* Selected excerpt:
+-------+
BD Accuri News

Christopher Jones on Platelet Dynamics

Christopher Jones, PhD, is senior research fellow in the School of Biological Sciences at the University of Reading, UK. His research focuses on diverse aspects of platelets, including genetics, genomics, activation, intracellular signaling, and thrombus formation. He spoke to us about the joy of dense data, how to keep cells warm while sampling, and what happens when undergraduates try to break a cytometer.

Q: Would you tell us about the research program in which you are using the BD Accuri™ C6 flow cytometer?

Dr. Jones:The primary focus of my platelet lab is to look at the variation between people. Although we all manage on a day-to-day basis not to have heart attacks or bleed to death, our platelets have vastly different abilities to become activated, stick together, and form hemostatic thrombi. My interest is in working out why people are so different, how their platelets are so different, and what’s different in their platelet signaling. To do that we use genome-wide association studies, using variation at a genetic level within subjects to tell us how the platelet phenotype changes after activation.

Q: What’s the role of the BD Accuri C6?

Dr. Jones: We use the BD Accuri C6 to phenotype platelets, and particularly to observe changes in the rate and acceleration of platelet activation. We also look at the binding of fibrinogen to the surface of platelets, the calcium mobilization within platelets, and the expression of molecules on the surface, such as P-selectin as a marker of degranulation. Any measure of platelet activation or change in status that you can reasonably measure with a flow cytometer, we do on the BD Accuri C6.

Q: Can you describe a typical study or experiment?
+-------+
* Entries shown:
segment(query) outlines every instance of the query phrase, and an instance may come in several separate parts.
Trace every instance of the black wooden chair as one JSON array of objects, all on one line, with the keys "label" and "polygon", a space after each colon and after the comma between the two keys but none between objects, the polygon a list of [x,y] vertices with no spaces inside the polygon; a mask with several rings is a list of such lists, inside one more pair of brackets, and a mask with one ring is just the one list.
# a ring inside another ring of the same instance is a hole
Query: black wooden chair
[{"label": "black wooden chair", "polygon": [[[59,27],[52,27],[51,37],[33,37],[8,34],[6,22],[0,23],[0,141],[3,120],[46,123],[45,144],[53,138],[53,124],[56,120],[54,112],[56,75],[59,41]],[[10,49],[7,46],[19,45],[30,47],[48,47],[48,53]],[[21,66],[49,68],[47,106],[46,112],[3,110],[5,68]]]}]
+-------+
* Your objective: Carry the interview on platelet research forward from its last line. The entries have no connection to the interview on platelet research.

* Exercise output:
Dr. Jones: I’m just finishing a study of a molecule called ILK (integrin-linked kinase) within platelets. When you inhibit ILK or knock it out in mice, it seems to change the rate at which platelets respond to collagen. It’s a relatively subtle phenotype effect, but when you look at thrombus formation, it makes a big difference—it makes the thromboid very unstable. So if you knock out ILK in mice, they will form thrombus normally, but the thrombus just falls off after about 30 seconds. It will grow again normally and fall off again, and then grow again normally and fall off again.

Jones - Body - Image

Continuous sampling at 37°C
from the BD CSampler

We wanted to know why this happens. We used the BD Accuri C6 to look at the rate at which platelets become activated when we’ve inhibited ILK. We place a heated mouse dissection mat under a 96-well plate on the BD CSampler™ automation accessory, which keeps our platelet samples at 37°C (see photo). We start acquiring and measuring them on the BD Accuri C6—and then rapidly add our activating agent during the acquisition cycle, ensuring complete sample mixing. So we’re looking at rapid changes in the platelets early in their phases of activation. And we saw that when you knock out or inhibit ILK, you get a reduction in the rate of platelet activation, but not in its total magnitude.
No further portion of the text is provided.